Exercise instructions:
a: Summarize the blog post on losing weight in two sentences.
b: In the blog post on losing weight, what age does the writer give?

Source document:
········

Posted by Bruce Miller
This morning I weigh 216 lbs. That’s my after breakfast weight, recorded while wearing slippers and pajamas on a 1950s bathroom scale that I suspect is only relatively accurate.
I mention my portliness because I’ve decided yet again to attempt to lose weight and become more productive by adopting a healthier lifestyle. I’m 58 years old. It’s now or never.
The other reason I’m confessing to this embarrassing heftiness is because I’m thinking that the best way to stick with my new, longed-for lifestyle may be to I write about it. I know that keeping a journal is supposed to help weak-willed weight-losers stick to their goals. Experience tells me I’m more likely to subscribe to a new regimen if I do so with friends. When I put these two nuggets of knowledge together I discover a compelling reason to blog.
There are other reasons, of course:
1 People turn out in droves to read about how to lose weight. Maybe this new, sporadic series will attract more readers to the Barksdale Buzz, which would be a good thing.

········

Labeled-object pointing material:
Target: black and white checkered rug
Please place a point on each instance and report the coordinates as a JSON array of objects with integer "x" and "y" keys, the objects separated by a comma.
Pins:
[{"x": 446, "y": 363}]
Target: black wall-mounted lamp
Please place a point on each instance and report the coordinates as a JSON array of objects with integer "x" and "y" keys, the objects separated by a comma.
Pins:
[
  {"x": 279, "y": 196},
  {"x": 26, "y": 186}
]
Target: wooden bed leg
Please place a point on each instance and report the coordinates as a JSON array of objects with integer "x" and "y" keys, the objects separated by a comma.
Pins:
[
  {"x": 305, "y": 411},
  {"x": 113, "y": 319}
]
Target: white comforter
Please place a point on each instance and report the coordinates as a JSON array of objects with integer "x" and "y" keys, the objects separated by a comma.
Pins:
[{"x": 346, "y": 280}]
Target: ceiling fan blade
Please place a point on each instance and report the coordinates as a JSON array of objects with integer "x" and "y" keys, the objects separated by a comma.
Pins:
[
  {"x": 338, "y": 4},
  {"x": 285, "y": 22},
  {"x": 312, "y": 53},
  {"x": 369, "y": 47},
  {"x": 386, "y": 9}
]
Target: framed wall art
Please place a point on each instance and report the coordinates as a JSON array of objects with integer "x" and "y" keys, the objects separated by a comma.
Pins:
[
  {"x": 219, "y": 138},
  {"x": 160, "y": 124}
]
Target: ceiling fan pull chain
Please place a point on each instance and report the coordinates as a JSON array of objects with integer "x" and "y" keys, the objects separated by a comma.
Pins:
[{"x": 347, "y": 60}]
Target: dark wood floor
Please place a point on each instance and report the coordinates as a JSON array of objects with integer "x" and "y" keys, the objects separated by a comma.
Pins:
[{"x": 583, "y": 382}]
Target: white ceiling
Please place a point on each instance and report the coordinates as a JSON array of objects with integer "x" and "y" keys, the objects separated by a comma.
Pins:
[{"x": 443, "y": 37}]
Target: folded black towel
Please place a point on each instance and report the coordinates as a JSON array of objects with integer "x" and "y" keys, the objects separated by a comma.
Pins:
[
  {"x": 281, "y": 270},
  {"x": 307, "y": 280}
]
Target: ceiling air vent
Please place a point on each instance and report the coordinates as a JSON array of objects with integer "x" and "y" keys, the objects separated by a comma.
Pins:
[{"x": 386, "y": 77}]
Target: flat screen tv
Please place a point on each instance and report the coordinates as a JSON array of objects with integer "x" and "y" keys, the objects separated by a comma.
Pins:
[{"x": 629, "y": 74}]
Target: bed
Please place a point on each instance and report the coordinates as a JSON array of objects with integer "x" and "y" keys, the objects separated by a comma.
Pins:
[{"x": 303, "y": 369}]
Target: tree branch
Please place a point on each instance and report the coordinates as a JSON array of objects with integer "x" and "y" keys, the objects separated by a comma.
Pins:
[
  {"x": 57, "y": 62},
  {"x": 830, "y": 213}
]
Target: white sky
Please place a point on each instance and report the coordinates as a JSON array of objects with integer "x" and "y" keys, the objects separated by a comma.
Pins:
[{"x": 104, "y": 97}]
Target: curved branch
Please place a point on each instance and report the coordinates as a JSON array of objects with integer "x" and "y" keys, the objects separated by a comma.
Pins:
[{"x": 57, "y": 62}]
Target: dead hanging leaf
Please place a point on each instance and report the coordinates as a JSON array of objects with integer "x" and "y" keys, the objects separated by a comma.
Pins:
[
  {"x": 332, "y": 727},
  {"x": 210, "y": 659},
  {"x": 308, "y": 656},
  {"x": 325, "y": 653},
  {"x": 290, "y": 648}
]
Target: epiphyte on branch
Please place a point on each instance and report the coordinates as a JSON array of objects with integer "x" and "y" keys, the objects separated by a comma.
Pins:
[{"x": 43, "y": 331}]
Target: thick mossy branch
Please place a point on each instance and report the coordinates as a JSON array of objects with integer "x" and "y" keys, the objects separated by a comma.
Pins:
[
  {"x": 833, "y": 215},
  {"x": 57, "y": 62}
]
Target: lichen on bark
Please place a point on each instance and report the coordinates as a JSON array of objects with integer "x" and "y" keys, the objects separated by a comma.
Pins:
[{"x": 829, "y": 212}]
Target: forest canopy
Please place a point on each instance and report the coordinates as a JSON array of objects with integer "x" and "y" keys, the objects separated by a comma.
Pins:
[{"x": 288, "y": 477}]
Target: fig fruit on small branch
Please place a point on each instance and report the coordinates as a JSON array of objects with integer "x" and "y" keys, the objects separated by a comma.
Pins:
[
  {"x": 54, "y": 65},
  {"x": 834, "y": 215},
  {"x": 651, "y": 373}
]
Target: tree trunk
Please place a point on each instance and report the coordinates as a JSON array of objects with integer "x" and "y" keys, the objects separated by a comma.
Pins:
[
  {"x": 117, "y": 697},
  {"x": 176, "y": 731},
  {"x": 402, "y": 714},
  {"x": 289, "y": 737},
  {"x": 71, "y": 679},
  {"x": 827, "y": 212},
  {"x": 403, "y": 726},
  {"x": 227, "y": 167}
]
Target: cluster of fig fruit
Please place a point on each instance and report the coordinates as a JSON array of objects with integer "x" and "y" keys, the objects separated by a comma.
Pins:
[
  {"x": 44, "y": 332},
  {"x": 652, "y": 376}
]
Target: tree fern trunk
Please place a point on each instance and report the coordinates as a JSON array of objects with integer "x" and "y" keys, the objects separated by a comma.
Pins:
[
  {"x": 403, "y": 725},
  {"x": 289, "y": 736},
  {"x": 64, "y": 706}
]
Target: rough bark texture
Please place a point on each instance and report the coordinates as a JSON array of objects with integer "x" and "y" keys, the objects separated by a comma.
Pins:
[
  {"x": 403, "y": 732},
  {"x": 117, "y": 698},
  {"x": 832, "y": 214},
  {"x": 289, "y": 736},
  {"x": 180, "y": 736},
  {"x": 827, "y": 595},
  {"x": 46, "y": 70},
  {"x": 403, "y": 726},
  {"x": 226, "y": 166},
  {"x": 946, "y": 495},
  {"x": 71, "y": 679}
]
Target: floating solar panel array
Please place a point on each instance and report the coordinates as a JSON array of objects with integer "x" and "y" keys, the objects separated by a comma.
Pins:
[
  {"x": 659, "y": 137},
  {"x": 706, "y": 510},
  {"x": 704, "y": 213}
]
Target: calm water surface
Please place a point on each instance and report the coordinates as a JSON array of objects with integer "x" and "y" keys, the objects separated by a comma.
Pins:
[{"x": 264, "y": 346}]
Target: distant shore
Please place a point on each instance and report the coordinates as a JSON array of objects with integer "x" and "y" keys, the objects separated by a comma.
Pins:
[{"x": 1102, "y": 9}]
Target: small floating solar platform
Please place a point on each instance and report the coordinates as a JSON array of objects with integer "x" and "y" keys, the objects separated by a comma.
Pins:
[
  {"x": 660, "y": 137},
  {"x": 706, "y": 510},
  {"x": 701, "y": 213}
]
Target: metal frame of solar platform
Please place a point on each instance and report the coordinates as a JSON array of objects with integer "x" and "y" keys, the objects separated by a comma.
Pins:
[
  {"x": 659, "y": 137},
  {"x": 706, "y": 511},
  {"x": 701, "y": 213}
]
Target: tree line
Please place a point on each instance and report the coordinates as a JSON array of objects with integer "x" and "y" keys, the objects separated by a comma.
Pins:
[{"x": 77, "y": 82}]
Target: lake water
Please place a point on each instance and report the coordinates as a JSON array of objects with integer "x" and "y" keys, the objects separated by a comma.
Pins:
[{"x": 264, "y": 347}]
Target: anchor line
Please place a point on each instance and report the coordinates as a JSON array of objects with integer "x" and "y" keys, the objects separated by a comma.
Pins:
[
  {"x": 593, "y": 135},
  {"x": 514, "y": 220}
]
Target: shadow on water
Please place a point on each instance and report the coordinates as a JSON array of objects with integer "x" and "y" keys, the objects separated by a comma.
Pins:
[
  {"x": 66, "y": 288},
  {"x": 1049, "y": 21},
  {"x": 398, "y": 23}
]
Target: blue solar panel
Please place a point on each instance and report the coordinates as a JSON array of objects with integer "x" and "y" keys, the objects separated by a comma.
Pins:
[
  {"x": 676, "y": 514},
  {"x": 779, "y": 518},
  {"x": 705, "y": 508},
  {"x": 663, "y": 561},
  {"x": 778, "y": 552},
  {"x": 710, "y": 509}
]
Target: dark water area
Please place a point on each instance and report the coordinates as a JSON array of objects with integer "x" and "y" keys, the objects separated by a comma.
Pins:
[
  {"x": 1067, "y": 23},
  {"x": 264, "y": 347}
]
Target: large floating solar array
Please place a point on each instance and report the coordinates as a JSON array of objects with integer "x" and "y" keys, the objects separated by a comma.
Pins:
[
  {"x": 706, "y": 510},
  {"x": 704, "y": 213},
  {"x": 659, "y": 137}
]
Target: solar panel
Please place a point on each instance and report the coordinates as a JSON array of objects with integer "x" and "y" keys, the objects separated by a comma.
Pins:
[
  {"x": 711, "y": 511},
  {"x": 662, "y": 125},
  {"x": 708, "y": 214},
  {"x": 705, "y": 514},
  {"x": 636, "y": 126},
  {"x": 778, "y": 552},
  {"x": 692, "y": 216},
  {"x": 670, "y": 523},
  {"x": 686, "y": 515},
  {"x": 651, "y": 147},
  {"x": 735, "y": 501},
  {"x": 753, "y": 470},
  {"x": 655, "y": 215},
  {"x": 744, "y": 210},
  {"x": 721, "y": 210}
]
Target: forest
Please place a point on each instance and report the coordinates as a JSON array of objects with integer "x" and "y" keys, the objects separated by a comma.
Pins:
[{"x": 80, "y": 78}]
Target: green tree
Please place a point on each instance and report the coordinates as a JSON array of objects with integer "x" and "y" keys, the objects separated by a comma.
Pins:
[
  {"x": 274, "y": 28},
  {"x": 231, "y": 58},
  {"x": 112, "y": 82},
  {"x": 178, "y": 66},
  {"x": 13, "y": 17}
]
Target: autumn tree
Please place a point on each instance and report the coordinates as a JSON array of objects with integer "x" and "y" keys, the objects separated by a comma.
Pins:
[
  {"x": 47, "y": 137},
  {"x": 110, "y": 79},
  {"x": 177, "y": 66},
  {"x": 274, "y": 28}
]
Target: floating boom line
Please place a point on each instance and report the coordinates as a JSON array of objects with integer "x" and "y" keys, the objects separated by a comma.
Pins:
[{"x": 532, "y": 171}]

········

Expected responses:
a: Bruce Miller reports an after-breakfast weight of 216 lbs and, at 58, has decided once again to try losing weight and becoming more productive through a healthier lifestyle. Writing about the effort is meant to help, since keeping a journal and taking on a regimen with friends both aid sticking to goals, and a series on weight loss might also draw more readers to the Barksdale Buzz.

b: 58 years old.